WORK TASK:
Quote every line of the data below as it stands, omitting pictures.
EXTRACTED MATERIAL section start
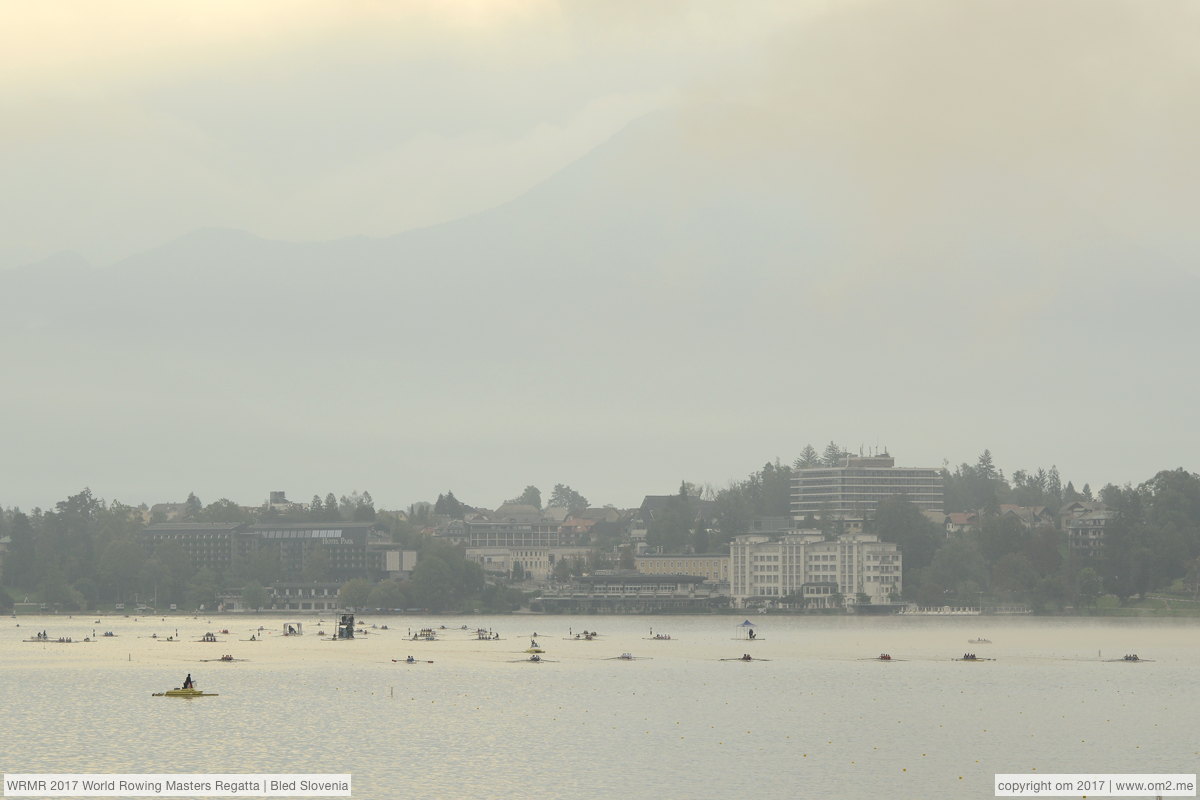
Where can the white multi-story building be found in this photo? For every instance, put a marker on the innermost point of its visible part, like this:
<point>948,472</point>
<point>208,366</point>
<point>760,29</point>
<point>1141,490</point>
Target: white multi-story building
<point>805,567</point>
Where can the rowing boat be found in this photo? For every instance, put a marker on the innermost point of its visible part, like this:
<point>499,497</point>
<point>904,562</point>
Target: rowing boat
<point>184,692</point>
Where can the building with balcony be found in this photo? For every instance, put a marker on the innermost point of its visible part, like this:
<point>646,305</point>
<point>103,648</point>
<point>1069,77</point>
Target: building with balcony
<point>807,569</point>
<point>851,491</point>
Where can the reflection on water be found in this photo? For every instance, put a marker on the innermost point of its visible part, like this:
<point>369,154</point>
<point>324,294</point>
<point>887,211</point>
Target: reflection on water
<point>817,715</point>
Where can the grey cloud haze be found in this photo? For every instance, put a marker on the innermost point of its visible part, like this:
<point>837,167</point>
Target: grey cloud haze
<point>675,240</point>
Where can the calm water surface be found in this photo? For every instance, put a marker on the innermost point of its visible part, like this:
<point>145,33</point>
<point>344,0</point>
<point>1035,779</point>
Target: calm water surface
<point>814,719</point>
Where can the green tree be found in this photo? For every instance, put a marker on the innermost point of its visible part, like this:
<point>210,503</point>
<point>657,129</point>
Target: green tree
<point>832,455</point>
<point>226,510</point>
<point>532,497</point>
<point>21,560</point>
<point>120,565</point>
<point>808,458</point>
<point>433,584</point>
<point>567,498</point>
<point>899,521</point>
<point>671,527</point>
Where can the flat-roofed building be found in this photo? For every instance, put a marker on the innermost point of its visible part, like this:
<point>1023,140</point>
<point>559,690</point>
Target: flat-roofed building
<point>214,545</point>
<point>339,551</point>
<point>631,593</point>
<point>853,489</point>
<point>537,563</point>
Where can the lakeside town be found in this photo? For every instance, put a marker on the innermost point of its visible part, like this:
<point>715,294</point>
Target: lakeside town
EXTRACTED MATERIAL section end
OUTPUT OF THE EXERCISE:
Where can the white multi-story building be found in this photo? For every instance, put a marker on the innermost point of its visible part, like this:
<point>948,472</point>
<point>208,366</point>
<point>760,29</point>
<point>1141,490</point>
Target: white multi-story building
<point>805,567</point>
Where can the rowing boat be found in this photo? For every instance, put a marker on the innermost point of its visible part, like this:
<point>499,497</point>
<point>904,562</point>
Target: rowing boat
<point>184,692</point>
Where can the building with balcony be found in this photo? For every instance, put a marker on the innermost point of its visible part, like this:
<point>646,305</point>
<point>103,648</point>
<point>1069,77</point>
Target: building with balcony
<point>807,569</point>
<point>851,491</point>
Where can the reflection on water be found in this photo? For every instance, put a marker on the innermost point of its visible part, like this:
<point>369,154</point>
<point>324,294</point>
<point>887,211</point>
Target: reflection on water
<point>817,715</point>
Where can the grey cloud haze be found in this photo? For every instance, put a marker on the innermost point of its visible part, like this:
<point>837,167</point>
Target: grey cloud haze
<point>675,240</point>
Where can the calm water surface be found in this photo? For every instance, put a marker on the innermost point of its visible part, like this:
<point>145,33</point>
<point>344,0</point>
<point>1035,779</point>
Target: calm water surface
<point>814,719</point>
Where can the green tree be found in this photo? For every instance, put a marker on the innermost point of its visible part, like this:
<point>210,503</point>
<point>657,129</point>
Target: green tree
<point>832,455</point>
<point>226,510</point>
<point>532,497</point>
<point>21,560</point>
<point>120,565</point>
<point>808,458</point>
<point>433,584</point>
<point>567,498</point>
<point>899,521</point>
<point>671,527</point>
Where can the flat-roofed building be found in this photo? For every instance, put a marker on the innermost point of its visible part, like this:
<point>1023,140</point>
<point>559,690</point>
Target: flat-roofed building
<point>214,545</point>
<point>339,551</point>
<point>631,593</point>
<point>853,489</point>
<point>537,563</point>
Where can the lakeside town be found in this photo? For every instance, put a marker on the innermost point of its visible part, like this:
<point>715,294</point>
Target: lakeside town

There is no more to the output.